[Detection examples]

+ + + + +

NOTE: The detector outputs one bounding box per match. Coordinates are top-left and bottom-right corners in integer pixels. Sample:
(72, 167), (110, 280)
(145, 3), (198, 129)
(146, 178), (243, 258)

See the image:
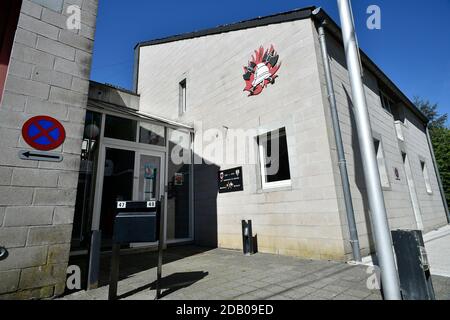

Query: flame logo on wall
(244, 45), (281, 97)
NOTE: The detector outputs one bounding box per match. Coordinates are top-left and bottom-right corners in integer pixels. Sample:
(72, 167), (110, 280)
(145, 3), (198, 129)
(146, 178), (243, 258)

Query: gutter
(313, 8), (362, 262)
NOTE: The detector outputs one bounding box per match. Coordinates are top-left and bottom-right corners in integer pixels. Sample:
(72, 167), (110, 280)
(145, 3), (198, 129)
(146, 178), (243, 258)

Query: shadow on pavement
(65, 245), (212, 294)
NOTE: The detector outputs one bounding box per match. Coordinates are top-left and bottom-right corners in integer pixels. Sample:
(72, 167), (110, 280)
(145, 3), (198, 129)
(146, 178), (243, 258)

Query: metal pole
(108, 243), (120, 300)
(318, 9), (361, 262)
(426, 125), (450, 223)
(337, 0), (401, 300)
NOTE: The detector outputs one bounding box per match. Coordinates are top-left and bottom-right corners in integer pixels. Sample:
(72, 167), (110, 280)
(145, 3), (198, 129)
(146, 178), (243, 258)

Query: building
(0, 4), (448, 297)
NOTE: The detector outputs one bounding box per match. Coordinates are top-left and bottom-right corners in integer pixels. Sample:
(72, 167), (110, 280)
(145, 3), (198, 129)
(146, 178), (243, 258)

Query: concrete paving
(61, 246), (450, 300)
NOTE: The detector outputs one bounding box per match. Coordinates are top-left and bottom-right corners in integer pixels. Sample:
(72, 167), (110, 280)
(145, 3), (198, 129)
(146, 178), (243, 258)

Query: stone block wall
(0, 0), (98, 299)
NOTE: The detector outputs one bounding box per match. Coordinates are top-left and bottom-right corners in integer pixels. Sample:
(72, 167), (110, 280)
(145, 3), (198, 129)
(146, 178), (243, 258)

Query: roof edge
(311, 7), (430, 125)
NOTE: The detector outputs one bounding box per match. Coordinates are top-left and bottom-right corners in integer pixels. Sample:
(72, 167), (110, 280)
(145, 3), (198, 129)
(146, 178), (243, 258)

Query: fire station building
(0, 0), (448, 298)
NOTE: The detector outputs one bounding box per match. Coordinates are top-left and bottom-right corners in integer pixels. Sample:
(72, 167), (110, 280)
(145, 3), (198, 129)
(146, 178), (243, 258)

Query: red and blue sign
(22, 116), (66, 151)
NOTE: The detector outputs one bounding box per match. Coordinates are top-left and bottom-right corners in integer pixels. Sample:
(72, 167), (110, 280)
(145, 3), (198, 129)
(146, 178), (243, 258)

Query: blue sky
(91, 0), (450, 120)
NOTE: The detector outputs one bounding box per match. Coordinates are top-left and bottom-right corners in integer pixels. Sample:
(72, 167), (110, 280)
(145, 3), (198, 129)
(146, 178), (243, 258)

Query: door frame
(91, 138), (167, 240)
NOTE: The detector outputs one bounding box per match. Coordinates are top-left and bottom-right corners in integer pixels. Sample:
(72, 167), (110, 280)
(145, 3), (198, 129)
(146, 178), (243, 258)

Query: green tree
(414, 97), (450, 208)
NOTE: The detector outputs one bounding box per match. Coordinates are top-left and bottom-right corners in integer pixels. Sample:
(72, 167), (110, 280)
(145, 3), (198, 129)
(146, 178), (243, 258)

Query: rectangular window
(258, 128), (291, 189)
(420, 161), (433, 194)
(0, 0), (22, 102)
(105, 115), (137, 142)
(374, 139), (391, 188)
(179, 79), (187, 115)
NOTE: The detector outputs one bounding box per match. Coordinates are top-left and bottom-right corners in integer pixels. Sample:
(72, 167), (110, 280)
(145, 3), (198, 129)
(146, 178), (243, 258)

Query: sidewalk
(423, 225), (450, 277)
(62, 247), (450, 300)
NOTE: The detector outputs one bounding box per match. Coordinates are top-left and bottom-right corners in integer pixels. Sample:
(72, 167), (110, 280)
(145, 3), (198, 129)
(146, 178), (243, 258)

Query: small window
(380, 91), (394, 114)
(179, 79), (187, 115)
(139, 123), (166, 147)
(105, 115), (137, 142)
(374, 139), (391, 188)
(420, 161), (433, 194)
(258, 128), (291, 189)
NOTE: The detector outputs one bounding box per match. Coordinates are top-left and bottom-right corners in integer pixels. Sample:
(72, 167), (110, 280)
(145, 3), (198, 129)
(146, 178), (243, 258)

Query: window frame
(373, 137), (392, 190)
(380, 89), (394, 115)
(419, 159), (433, 195)
(256, 127), (292, 190)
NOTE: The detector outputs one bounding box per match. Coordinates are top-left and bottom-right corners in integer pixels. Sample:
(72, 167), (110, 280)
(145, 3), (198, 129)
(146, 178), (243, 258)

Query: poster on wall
(219, 167), (244, 193)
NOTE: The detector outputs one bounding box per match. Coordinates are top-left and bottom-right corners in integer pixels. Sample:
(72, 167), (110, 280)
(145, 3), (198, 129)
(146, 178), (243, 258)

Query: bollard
(242, 220), (255, 256)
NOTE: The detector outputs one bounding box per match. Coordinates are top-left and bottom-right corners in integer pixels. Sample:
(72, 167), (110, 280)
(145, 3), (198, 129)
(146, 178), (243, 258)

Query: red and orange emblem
(244, 45), (281, 96)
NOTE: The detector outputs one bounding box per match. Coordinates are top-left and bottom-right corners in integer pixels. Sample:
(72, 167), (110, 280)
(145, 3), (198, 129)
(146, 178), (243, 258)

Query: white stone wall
(0, 0), (98, 299)
(316, 28), (446, 254)
(138, 19), (344, 259)
(402, 110), (447, 232)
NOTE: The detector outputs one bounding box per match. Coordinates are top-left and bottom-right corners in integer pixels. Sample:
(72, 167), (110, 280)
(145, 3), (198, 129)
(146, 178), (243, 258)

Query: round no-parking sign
(22, 116), (66, 151)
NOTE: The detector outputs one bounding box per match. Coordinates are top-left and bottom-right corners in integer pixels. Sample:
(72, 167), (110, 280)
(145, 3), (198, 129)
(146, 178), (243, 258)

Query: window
(0, 0), (22, 102)
(258, 128), (291, 189)
(374, 139), (391, 188)
(139, 123), (166, 147)
(105, 115), (137, 142)
(179, 79), (187, 115)
(380, 90), (394, 114)
(420, 161), (433, 194)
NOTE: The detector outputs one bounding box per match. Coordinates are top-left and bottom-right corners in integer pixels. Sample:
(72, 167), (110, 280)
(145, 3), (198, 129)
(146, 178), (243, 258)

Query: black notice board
(218, 167), (244, 193)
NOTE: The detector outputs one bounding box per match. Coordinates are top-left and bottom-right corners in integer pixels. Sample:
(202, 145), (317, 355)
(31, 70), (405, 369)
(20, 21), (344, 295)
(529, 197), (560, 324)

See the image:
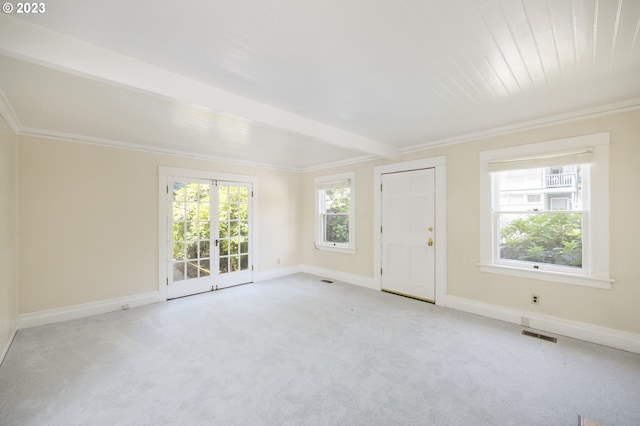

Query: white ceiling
(0, 0), (640, 170)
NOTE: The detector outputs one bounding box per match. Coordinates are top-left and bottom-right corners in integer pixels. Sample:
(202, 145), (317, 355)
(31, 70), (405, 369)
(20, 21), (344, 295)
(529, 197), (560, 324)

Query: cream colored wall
(18, 137), (302, 314)
(303, 110), (640, 333)
(0, 116), (18, 350)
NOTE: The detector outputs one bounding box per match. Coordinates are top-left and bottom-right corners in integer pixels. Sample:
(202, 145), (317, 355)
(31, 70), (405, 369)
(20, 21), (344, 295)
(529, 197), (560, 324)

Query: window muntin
(316, 173), (355, 251)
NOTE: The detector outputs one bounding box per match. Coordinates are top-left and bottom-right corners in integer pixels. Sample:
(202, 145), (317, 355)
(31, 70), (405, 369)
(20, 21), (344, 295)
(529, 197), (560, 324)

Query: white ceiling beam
(0, 15), (399, 158)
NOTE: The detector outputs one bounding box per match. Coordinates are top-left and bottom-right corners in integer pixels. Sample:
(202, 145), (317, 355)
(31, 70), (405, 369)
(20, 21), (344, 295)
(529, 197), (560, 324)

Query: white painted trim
(300, 265), (380, 290)
(253, 265), (301, 282)
(446, 295), (640, 353)
(399, 98), (640, 154)
(0, 327), (18, 365)
(18, 291), (162, 330)
(373, 156), (447, 305)
(479, 264), (614, 290)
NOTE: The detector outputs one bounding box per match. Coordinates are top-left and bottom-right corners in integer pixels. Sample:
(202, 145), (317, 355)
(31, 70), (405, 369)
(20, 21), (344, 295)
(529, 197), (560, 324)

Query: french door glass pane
(218, 185), (249, 274)
(172, 182), (211, 282)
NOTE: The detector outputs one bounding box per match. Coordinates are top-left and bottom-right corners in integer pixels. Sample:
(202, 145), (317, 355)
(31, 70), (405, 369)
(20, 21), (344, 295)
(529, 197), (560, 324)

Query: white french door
(381, 168), (435, 302)
(214, 181), (253, 288)
(167, 178), (253, 299)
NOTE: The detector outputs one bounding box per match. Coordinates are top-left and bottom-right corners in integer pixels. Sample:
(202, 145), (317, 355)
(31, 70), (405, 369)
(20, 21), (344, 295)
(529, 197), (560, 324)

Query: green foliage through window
(322, 187), (351, 243)
(498, 213), (582, 267)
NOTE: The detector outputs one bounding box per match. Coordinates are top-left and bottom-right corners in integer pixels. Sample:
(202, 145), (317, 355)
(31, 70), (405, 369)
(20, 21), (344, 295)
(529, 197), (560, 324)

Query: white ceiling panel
(0, 0), (640, 168)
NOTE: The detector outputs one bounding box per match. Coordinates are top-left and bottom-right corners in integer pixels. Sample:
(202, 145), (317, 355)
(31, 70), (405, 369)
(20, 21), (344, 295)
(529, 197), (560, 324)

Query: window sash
(488, 148), (593, 172)
(493, 210), (589, 274)
(315, 173), (355, 253)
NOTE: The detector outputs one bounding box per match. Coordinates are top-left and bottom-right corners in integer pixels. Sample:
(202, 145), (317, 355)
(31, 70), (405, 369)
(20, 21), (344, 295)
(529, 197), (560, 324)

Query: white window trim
(313, 172), (356, 254)
(479, 132), (614, 289)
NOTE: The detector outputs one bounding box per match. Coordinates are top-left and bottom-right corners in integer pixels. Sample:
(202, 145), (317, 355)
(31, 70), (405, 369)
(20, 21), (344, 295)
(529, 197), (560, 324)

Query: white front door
(381, 168), (436, 302)
(167, 178), (253, 299)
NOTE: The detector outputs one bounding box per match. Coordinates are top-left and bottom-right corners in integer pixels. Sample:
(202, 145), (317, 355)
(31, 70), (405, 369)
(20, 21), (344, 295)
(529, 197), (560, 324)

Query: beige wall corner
(19, 137), (301, 315)
(301, 110), (640, 334)
(0, 117), (18, 361)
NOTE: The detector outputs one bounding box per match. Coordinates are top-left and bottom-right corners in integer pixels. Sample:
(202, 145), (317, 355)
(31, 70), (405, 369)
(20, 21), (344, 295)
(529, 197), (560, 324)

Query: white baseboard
(18, 291), (162, 330)
(445, 295), (640, 353)
(299, 265), (380, 290)
(253, 266), (301, 283)
(0, 327), (18, 364)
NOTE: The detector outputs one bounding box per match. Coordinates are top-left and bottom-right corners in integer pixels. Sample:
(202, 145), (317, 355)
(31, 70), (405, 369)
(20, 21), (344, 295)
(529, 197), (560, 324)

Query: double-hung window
(480, 133), (612, 288)
(315, 173), (355, 253)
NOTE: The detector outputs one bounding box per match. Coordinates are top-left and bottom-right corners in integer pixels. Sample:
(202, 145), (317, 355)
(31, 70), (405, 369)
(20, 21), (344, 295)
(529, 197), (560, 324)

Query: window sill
(315, 243), (356, 254)
(478, 264), (614, 290)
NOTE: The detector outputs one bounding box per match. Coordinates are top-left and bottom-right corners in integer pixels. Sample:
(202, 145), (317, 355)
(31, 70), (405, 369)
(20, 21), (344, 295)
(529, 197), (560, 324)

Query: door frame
(158, 166), (259, 301)
(373, 156), (447, 306)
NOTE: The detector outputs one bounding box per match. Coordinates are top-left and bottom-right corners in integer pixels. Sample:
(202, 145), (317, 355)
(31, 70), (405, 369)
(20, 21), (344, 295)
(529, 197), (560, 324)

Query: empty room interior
(0, 0), (640, 426)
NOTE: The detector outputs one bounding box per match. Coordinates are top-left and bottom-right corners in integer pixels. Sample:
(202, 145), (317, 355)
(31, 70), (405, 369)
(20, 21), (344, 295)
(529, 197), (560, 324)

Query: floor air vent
(522, 330), (558, 343)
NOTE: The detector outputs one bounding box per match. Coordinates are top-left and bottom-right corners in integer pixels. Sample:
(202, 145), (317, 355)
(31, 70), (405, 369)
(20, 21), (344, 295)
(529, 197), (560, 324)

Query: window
(490, 164), (589, 272)
(315, 173), (355, 253)
(480, 133), (612, 288)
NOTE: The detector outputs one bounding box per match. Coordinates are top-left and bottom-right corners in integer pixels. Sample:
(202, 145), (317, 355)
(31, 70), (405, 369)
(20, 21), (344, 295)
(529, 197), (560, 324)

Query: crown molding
(399, 98), (640, 154)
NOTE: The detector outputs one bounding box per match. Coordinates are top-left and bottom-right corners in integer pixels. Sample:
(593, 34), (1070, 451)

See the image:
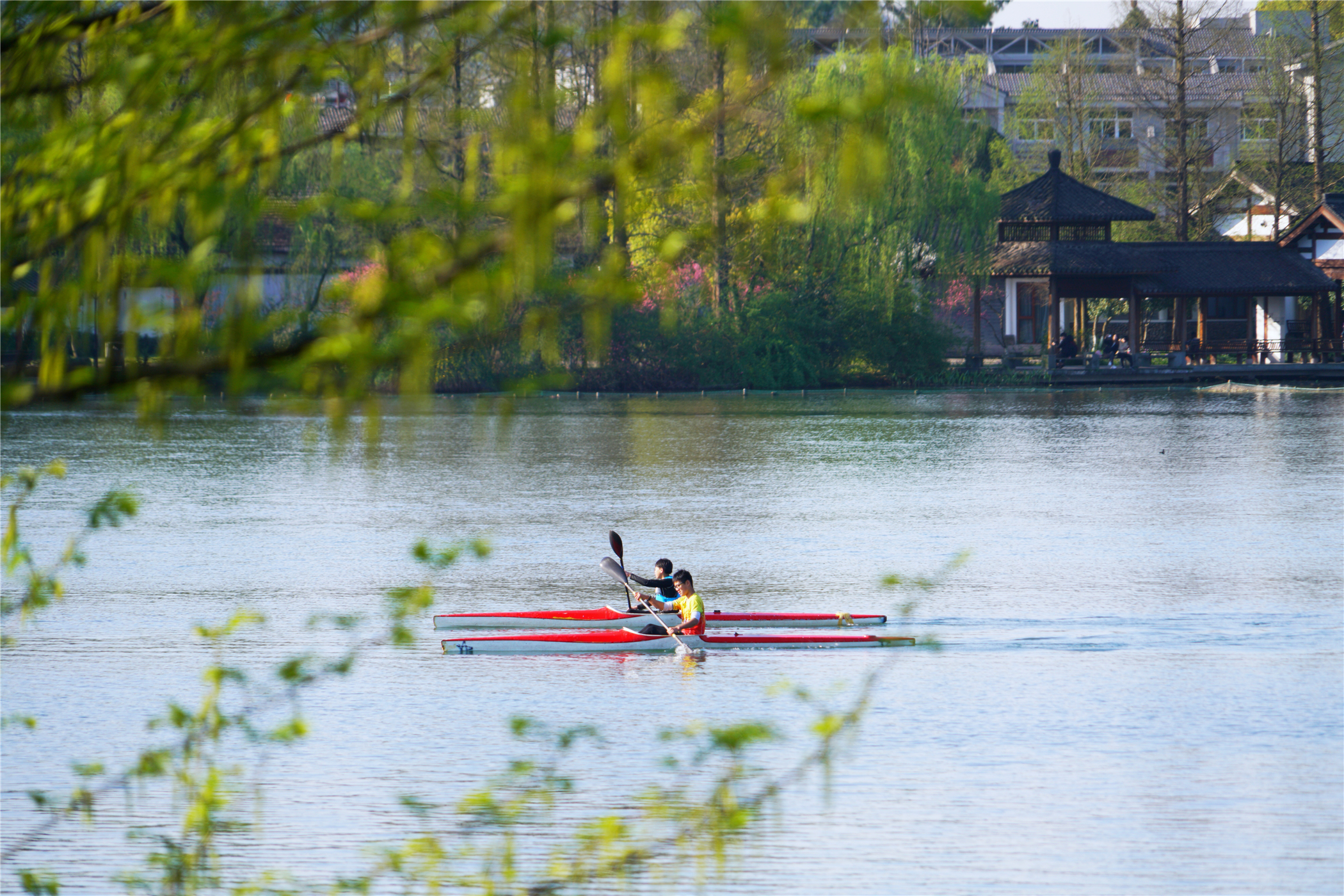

+ + + + +

> What is expected
Starting at the top of the records and ending at the line containing "(244, 45), (281, 97)", write those lines out again with "flame logo" replaced by "fire logo" and everything else unchanged. Leave out the pictures.

> Result for this exercise
NOTE: The detector outputs one bounding box per match. Coordinates are top-left and bottom-right corners in integer pixels. Sample:
(72, 167), (110, 280)
(145, 3), (198, 129)
(146, 178), (243, 258)

See the image:

Query: fire logo on wall
(244, 45), (281, 97)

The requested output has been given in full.